#### MATERIALS PROVIDED
========================================

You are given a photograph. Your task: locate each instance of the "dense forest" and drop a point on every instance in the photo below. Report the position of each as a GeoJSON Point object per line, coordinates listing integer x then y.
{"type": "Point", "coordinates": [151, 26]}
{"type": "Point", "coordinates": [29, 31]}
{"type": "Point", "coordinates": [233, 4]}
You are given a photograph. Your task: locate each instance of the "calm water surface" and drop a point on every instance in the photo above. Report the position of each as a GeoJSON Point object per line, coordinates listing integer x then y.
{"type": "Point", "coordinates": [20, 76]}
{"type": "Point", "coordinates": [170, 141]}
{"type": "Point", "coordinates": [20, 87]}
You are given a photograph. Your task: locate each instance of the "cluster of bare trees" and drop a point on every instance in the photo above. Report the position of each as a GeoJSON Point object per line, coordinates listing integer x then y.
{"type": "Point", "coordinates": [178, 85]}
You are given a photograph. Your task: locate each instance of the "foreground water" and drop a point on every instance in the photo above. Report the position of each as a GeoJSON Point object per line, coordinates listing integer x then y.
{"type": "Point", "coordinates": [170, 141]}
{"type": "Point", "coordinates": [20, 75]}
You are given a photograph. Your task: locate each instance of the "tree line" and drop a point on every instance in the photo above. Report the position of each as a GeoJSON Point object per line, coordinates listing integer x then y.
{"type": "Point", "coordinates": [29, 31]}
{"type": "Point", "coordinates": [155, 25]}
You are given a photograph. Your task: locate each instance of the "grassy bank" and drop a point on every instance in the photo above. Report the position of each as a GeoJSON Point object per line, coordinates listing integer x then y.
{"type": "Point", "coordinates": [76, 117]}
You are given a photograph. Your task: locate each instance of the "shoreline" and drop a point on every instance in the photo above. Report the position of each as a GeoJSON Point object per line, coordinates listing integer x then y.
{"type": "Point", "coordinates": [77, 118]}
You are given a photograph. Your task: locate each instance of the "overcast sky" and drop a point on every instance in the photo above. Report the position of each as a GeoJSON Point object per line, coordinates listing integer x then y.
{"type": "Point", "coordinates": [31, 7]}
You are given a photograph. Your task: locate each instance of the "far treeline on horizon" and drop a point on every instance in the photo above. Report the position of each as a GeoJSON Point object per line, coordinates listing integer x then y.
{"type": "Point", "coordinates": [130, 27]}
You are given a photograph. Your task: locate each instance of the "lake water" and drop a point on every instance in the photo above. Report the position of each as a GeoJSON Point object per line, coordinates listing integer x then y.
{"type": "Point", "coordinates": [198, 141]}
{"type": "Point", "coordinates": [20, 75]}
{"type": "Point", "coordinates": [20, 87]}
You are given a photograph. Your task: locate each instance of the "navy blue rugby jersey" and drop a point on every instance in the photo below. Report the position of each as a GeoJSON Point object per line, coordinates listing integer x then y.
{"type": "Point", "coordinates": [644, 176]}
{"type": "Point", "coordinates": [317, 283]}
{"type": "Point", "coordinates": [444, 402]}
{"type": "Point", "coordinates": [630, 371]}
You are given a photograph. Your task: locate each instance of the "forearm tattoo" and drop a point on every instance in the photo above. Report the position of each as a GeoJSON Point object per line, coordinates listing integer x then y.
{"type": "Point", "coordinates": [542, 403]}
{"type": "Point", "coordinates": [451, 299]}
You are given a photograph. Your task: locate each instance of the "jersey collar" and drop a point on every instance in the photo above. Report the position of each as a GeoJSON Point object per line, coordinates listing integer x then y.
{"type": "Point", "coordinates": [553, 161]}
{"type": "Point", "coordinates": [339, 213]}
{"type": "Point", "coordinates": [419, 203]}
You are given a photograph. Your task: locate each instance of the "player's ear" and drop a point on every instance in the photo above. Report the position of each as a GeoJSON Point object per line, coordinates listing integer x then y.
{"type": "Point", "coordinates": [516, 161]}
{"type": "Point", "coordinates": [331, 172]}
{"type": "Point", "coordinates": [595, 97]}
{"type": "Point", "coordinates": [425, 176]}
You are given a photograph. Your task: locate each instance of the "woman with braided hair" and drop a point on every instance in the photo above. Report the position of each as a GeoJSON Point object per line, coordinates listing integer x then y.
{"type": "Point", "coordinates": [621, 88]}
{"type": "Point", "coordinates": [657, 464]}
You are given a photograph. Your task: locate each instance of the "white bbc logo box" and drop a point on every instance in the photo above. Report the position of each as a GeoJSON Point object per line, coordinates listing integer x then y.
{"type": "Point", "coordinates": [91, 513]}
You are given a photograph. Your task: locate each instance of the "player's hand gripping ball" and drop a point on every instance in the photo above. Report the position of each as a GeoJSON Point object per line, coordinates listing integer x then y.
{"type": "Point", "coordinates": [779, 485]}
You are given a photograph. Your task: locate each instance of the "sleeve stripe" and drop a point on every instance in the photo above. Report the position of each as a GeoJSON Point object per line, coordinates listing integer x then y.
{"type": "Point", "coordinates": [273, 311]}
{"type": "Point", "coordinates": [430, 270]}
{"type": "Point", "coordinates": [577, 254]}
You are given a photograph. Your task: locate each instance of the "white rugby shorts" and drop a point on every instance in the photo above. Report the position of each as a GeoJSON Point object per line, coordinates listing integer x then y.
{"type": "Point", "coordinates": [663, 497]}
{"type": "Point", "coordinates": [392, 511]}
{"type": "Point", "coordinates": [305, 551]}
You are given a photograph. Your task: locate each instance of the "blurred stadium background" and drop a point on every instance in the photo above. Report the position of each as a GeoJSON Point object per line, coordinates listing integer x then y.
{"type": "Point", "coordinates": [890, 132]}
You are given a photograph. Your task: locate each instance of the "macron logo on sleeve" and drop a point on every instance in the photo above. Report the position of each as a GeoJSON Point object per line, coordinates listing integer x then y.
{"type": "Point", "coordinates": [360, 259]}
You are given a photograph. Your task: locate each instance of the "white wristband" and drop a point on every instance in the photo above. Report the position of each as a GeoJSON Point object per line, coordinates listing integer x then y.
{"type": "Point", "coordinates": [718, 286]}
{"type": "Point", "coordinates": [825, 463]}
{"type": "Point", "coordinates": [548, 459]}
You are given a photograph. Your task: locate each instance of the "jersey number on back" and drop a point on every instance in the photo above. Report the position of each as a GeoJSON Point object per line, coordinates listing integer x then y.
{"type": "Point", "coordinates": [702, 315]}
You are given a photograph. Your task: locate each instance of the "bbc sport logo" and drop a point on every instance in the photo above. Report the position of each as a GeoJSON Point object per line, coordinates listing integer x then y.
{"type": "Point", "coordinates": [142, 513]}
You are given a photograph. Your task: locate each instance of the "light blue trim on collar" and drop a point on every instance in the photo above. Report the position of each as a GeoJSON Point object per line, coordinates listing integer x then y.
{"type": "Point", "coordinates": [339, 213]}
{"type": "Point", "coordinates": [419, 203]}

========================================

#### PROBLEM TO SOLVE
Rewrite the listing above, substituting "place a marker" for every occurrence of "drop a point" and leaving all other text unchanged.

#### RESPONSE
You are given a photograph. Your task: locate each instance of the "dense forest" and place a marker on every instance in the photo below. Report the position of each as a GeoJSON Point object per line, coordinates listing integer x then y.
{"type": "Point", "coordinates": [151, 26]}
{"type": "Point", "coordinates": [29, 31]}
{"type": "Point", "coordinates": [233, 4]}
You are given a photograph. Your task: locate each instance of the "calm water surface" and place a marker on every instance in the photo above. Report the position of each as a GeoJSON Point object per line, coordinates listing integer x then y.
{"type": "Point", "coordinates": [20, 76]}
{"type": "Point", "coordinates": [170, 141]}
{"type": "Point", "coordinates": [20, 87]}
You are given a photograph. Your task: locate each instance of the "cluster of bare trees" and place a marker on every instance in the photo above. Report the position of each as a GeoJSON Point object per line, coordinates listing integer x then y.
{"type": "Point", "coordinates": [178, 85]}
You are given a photograph. Your task: locate each instance of the "foreground water" and place a marker on every instance in the photo above. Report the position of each as a GeoJSON Point object per line, coordinates listing integer x then y.
{"type": "Point", "coordinates": [170, 141]}
{"type": "Point", "coordinates": [20, 75]}
You are given a photograph. Your task: locate each instance of the "tree line" and place a marker on every instance in the photo above. Report the position of each as a GeoJSON Point object per line, coordinates listing integer x then y.
{"type": "Point", "coordinates": [29, 31]}
{"type": "Point", "coordinates": [155, 25]}
You are given a photograph. Your task: locate each instance of the "grassy bank" and place a marker on every instance in the photo above. Report the position of each as a GeoJSON Point object per line, coordinates listing integer x then y.
{"type": "Point", "coordinates": [76, 117]}
You are given a photograph. Your task: locate each instance of the "shoreline" and place a marker on every instance in the photo above. Report the position of each as a GeoJSON Point object per line, coordinates listing integer x then y.
{"type": "Point", "coordinates": [77, 118]}
You are given a photograph. Your task: locate each instance of the "overcast sky" and place a marker on every instance in the photo above. Report the position of each as a GeoJSON Point object per line, coordinates listing integer x then y.
{"type": "Point", "coordinates": [31, 7]}
You are given a photograph. Your task: locate each instance of the "far treeline on horizon" and place a marker on every instance in the photo above. Report the position of each as a GeoJSON Point object per line, coordinates listing integer x then y.
{"type": "Point", "coordinates": [130, 27]}
You are given a photograph. Your task: locate each instance of the "lake water" and place a marker on every instance in the photo above. Report the position of each as a GeoJSON Point object per line, coordinates listing integer x then y.
{"type": "Point", "coordinates": [198, 141]}
{"type": "Point", "coordinates": [20, 75]}
{"type": "Point", "coordinates": [20, 87]}
You are given a photograph. Your task: locate each instance of the "navy blue rugby jersey" and place a marker on every instance in the photo below. Report the position of each as a GeoJSON Point object per line, coordinates listing integer x then y.
{"type": "Point", "coordinates": [644, 176]}
{"type": "Point", "coordinates": [317, 283]}
{"type": "Point", "coordinates": [444, 402]}
{"type": "Point", "coordinates": [630, 371]}
You are given a photograph. Your task: locate each instance of the "forearm tattoo" and place a marker on every instance in the photo above. Report the position of each as a GeoJSON Point object per line, coordinates listing integer x then y.
{"type": "Point", "coordinates": [542, 403]}
{"type": "Point", "coordinates": [451, 299]}
You are given a photograph. Your task: locate each instance of the "jersey collar" and place a marker on every instance in the photo above. Report the position of each as a GeoJSON Point object per line, coordinates listing integer x then y.
{"type": "Point", "coordinates": [553, 161]}
{"type": "Point", "coordinates": [339, 213]}
{"type": "Point", "coordinates": [419, 203]}
You are given a photograph. Your task: locate each instance of the "player's ear" and place a marker on every instance in the photo above. Report the position of each as a GeoJSON Point object per line, coordinates listing integer x then y.
{"type": "Point", "coordinates": [516, 161]}
{"type": "Point", "coordinates": [331, 172]}
{"type": "Point", "coordinates": [595, 97]}
{"type": "Point", "coordinates": [425, 176]}
You are given a photograph. Your task: locate each instance of the "woman with braided hair" and place a marker on every instance in the photo above. Report the position of each as a GeoJSON Point object per line, coordinates listing integer x then y.
{"type": "Point", "coordinates": [621, 88]}
{"type": "Point", "coordinates": [657, 464]}
You are given a photograph. Your task: locate each instance of the "white bbc logo box" and place a marker on every instance in the photo above. Report the position of each as a GeoJSON Point object per line, coordinates listing integer x then y.
{"type": "Point", "coordinates": [91, 513]}
You are given a photograph. Your task: locate each instance of the "player's hand gripping ball" and place a marker on every instance in the photo above. Report the position of each as a GeoJSON Point object per line, coordinates listing integer x then y.
{"type": "Point", "coordinates": [779, 485]}
You are given a photograph. Your task: locate each instance of the "sleeve stripe" and place a marker on every instance in the photo above. Report the position of each as a GeoJSON Point object per line, coordinates listing integer x then y.
{"type": "Point", "coordinates": [273, 311]}
{"type": "Point", "coordinates": [430, 270]}
{"type": "Point", "coordinates": [577, 254]}
You are given a photograph. Your task: locate each instance of the "white rugby shorts" and place a marker on every instance in the photo above. Report the position of each as a GeoJSON Point object per line, coordinates listing integer x then y.
{"type": "Point", "coordinates": [663, 497]}
{"type": "Point", "coordinates": [392, 511]}
{"type": "Point", "coordinates": [305, 551]}
You are given a photograph. Your task: locate each instance of the "blurred stadium background" and place a marker on every instance in the photo above. Report the position of each as a GeoJSON Point object per line, coordinates listing integer x then y.
{"type": "Point", "coordinates": [890, 132]}
You are given a photograph. Your task: locate each instance of the "macron logo on sleeve" and place a marker on every instance in the photo above. Report the position of each as a GeoJSON Point object per line, coordinates listing integer x then y.
{"type": "Point", "coordinates": [360, 259]}
You are given a photograph. Your task: locate each instance of the "white wristband" and place a marker on every instance in the photo above. Report the position of each as a GeoJSON Point object per line, coordinates listing integer x then y.
{"type": "Point", "coordinates": [718, 286]}
{"type": "Point", "coordinates": [825, 463]}
{"type": "Point", "coordinates": [548, 459]}
You are given a photograph. Your task: locate each instance of the "jersey number on back" and place a marker on every instance in the photo above. Report the position of each as a GeoJSON Point object per line, coordinates listing integer x then y.
{"type": "Point", "coordinates": [702, 315]}
You are given a photograph. Your task: locate each instance of the "bbc sport logo" and place a marker on every instance in the photo above. Report the position of each as a GeoJSON Point object per line, coordinates listing integer x then y.
{"type": "Point", "coordinates": [142, 513]}
You are given a photograph. Your task: locate each instance of the "light blue trim on collar" and place a marker on every instance in the photo above. Report the position of each as a GeoJSON Point object per line, coordinates listing integer x then y.
{"type": "Point", "coordinates": [339, 213]}
{"type": "Point", "coordinates": [419, 203]}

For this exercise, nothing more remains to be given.